**SHORT EXERCISE:**
Rewrite the lines of the material as a numbered list with blank lines left out, starting at the line that contains "of the snow-covered" and ending with the last line of the material.

**Point annotation records:**
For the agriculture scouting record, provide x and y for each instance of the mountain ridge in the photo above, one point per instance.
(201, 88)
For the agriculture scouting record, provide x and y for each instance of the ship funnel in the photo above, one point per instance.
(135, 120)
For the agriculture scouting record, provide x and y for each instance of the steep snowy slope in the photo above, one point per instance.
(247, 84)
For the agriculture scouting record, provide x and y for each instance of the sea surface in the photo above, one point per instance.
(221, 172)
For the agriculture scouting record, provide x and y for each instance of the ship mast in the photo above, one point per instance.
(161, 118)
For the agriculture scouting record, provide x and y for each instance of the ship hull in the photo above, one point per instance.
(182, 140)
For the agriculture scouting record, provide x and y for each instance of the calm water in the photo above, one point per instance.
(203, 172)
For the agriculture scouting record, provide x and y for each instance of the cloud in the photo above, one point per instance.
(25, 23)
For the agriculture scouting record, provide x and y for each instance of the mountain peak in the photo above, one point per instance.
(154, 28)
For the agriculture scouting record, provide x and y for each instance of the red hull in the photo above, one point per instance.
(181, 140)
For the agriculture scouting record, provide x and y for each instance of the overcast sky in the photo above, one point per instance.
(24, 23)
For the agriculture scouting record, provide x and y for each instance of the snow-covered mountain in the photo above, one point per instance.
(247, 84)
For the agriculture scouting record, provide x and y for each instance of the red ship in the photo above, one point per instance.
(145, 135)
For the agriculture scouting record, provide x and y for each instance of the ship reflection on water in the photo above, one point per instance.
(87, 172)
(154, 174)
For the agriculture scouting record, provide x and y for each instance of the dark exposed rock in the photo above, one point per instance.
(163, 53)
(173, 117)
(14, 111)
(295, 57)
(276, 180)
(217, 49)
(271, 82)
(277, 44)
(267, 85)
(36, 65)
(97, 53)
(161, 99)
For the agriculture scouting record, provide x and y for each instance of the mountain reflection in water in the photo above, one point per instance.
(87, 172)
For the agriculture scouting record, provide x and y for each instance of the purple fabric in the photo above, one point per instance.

**RESULT:**
1. For the agriculture scouting record, provide x and y for each instance of the snow-covered mountain in the photo above, one point per instance.
2. (247, 84)
3. For the agriculture scouting record, provide x and y for each instance of the red ship in the photo above, one point per instance.
4. (145, 135)
5. For the agriculture scouting record, provide x and y for each instance of the ship reflection on water in the photo above, one point per instance.
6. (87, 172)
7. (154, 174)
8. For the agriculture scouting record, provide x and y for each instance of the dark exposed rock in the photo above, one point per instance.
9. (163, 53)
10. (173, 117)
11. (14, 111)
12. (295, 57)
13. (276, 180)
14. (217, 49)
15. (271, 82)
16. (277, 44)
17. (267, 85)
18. (36, 65)
19. (97, 53)
20. (161, 99)
21. For the agriculture scouting record, provide x and y for each instance of the mountain reflection in water in the photo above, one point per instance.
22. (87, 172)
23. For the agriculture scouting record, provide x and y for each instance of the purple fabric in the photo above, one point per instance.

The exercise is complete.